TASK PROMPT:
Keep every character as it is and output all of the records.

==== DATASET RECORDS

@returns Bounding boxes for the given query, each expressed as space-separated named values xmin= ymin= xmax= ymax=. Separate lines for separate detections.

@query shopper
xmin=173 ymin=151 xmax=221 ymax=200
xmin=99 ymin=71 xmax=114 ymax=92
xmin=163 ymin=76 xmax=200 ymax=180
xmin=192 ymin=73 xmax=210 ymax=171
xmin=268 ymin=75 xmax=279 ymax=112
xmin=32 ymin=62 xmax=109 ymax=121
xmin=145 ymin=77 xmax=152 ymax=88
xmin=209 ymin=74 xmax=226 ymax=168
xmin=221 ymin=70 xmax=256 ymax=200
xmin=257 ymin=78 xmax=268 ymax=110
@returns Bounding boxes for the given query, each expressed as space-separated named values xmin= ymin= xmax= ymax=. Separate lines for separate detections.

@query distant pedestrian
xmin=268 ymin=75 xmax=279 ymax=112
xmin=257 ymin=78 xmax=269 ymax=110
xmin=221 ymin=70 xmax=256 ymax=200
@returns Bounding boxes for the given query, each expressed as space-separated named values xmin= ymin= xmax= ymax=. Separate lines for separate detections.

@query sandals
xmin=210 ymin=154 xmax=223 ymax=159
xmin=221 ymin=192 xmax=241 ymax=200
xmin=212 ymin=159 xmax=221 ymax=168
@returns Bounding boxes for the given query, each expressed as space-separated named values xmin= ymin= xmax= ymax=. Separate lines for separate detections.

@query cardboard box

========

SOLUTION FOR THIS EXERCISE:
@returns Bounding boxes for the given query, each expressed as space-separated named values xmin= ymin= xmax= ymax=. Separate lines for separate detections.

@query shopper
xmin=173 ymin=151 xmax=221 ymax=200
xmin=99 ymin=71 xmax=114 ymax=92
xmin=163 ymin=76 xmax=200 ymax=180
xmin=192 ymin=73 xmax=210 ymax=171
xmin=268 ymin=75 xmax=279 ymax=112
xmin=32 ymin=62 xmax=109 ymax=121
xmin=145 ymin=77 xmax=152 ymax=88
xmin=209 ymin=74 xmax=226 ymax=168
xmin=221 ymin=70 xmax=256 ymax=200
xmin=257 ymin=78 xmax=268 ymax=110
@returns Bounding boxes for the given query, each expressed as space-separated named values xmin= ymin= xmax= ymax=. Separate lines for separate detections.

@query distant pedestrian
xmin=268 ymin=75 xmax=279 ymax=112
xmin=257 ymin=78 xmax=269 ymax=110
xmin=221 ymin=70 xmax=256 ymax=200
@returns Bounding boxes for the given query, each expressed as space-separated named values xmin= ymin= xmax= ymax=. Separate lines for separate detections.

@query sandals
xmin=210 ymin=154 xmax=223 ymax=159
xmin=221 ymin=192 xmax=241 ymax=200
xmin=212 ymin=159 xmax=221 ymax=168
@returns Bounding boxes for the given query, each expressed as space-separated named values xmin= ymin= xmax= ymax=. Separate lines for separate detections.

@query cardboard box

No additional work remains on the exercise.